Fortaleza, 26/04/2005 - O artigo "O notável jurista de nosso tempo" é de autoria do presidente da Seccional do Ceará da Ordem dos Advogados do Brasil (OAB), Hélio Leitão, e foi publicado na edição de hoje (26) do jornal O Povo:

"Tarefa das mais difíceis e desafiadoras é escrever, de forma breve, sobre a vida e os feitos do professor Paulo Bonavides, jurista, escritor e, sobretudo, advogado que se notabiliza por suas estatura e vigor intelectuais e cívicos.

Procurarei portanto, neste breve ensaio, ressaltar especialmente as seguintes notas de nosso Mestre. Poucos sabem, e por isso é digno de nota, que o jovem Paulo Bonavides começou a trabalhar aos treze anos, como jornalista no O Povo. Àquela época, o ingresso no jornal se dava por concurso, cujos exames foram supervisionados pelo próprio Paulo Sarasate. Sua entrada precoce num dos mais importantes meios de comunicação de nosso Estado, influenciou no modo de escrever, o que acabou por caracterizar posteriormente seus textos, sobretudo pela objetividade e qualidade acadêmicas.

Ainda em sua juventude, em 1944, com apenas 19 anos, partiu para um programa de intercâmbio de estudos na prestigiada Universidade de Harvard, nos Estados Unidos. Assim, como Nieman Fellow, lá passou dois anos. Apenas este exemplo desmente a noção, por muitos defendida, que Paulo Bonavides é, no aspecto doutrinário, germanófilo. Ao contrário, sua formação foi completa e plural, o que se demonstrou claramente em suas obras, sempre abertas a novas contribuições, procurando fugir dos preconceitos.

#### REGISTROS FORNECIDOS

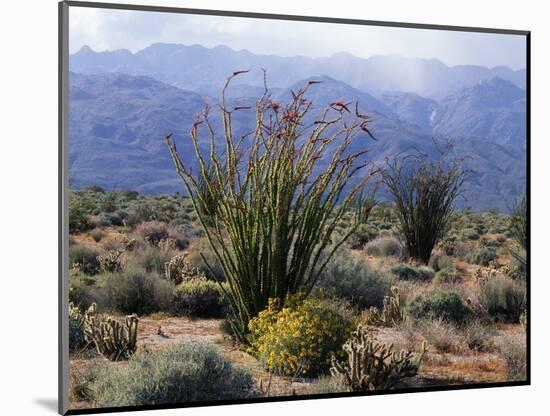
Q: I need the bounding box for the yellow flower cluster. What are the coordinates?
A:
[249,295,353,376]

==

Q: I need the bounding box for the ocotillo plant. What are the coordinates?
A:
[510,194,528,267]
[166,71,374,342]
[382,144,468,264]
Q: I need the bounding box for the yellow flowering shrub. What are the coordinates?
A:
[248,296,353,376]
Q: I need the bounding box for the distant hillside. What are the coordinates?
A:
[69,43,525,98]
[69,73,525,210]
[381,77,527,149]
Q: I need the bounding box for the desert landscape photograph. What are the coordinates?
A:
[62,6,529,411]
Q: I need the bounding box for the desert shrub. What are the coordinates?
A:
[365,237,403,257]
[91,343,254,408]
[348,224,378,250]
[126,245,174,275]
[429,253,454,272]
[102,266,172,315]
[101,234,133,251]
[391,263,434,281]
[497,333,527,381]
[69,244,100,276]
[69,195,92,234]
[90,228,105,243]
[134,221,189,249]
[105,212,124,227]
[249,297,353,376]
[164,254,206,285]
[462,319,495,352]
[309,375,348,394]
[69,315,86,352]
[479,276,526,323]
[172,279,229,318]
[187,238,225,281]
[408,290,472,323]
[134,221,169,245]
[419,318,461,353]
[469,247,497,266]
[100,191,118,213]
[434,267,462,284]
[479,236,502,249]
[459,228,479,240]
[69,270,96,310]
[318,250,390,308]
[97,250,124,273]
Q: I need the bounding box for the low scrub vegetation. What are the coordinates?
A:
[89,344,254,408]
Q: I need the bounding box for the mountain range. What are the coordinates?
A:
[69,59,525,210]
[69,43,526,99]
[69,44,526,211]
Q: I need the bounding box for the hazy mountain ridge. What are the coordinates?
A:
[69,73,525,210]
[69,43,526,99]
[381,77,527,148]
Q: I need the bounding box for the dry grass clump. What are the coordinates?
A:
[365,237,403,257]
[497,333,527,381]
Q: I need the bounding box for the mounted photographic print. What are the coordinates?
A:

...

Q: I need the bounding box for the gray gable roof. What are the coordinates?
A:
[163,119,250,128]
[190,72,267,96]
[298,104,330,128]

#### INSTRUÇÕES DE TRABALHO
• a. De acordo com o texto sobre Paulo Bonavides, com que idade ele começou a trabalhar como jornalista no O Povo?
• b. Liste todas as linhas dos registros que contêm a palavra "What", levando em conta a diferença entre maiúsculas e minúsculas.

#### RESPOSTAS EM ORDEM
• a. Aos treze anos.

• b.
Q: I need the bounding box for the yellow flower cluster. What are the coordinates?
Q: I need the bounding box for the ocotillo plant. What are the coordinates?
Q: I need the bounding box for the yellow flowering shrub. What are the coordinates?
Q: I need the bounding box for the distant hillside. What are the coordinates?
Q: I need the bounding box for the desert landscape photograph. What are the coordinates?
Q: I need the bounding box for the desert shrub. What are the coordinates?
Q: I need the bounding box for the low scrub vegetation. What are the coordinates?
Q: I need the bounding box for the mountain range. What are the coordinates?
Q: I need the bounding box for the hazy mountain ridge. What are the coordinates?
Q: I need the bounding box for the dry grass clump. What are the coordinates?
Q: I need the bounding box for the mounted photographic print. What are the coordinates?
Q: I need the bounding box for the gray gable roof. What are the coordinates?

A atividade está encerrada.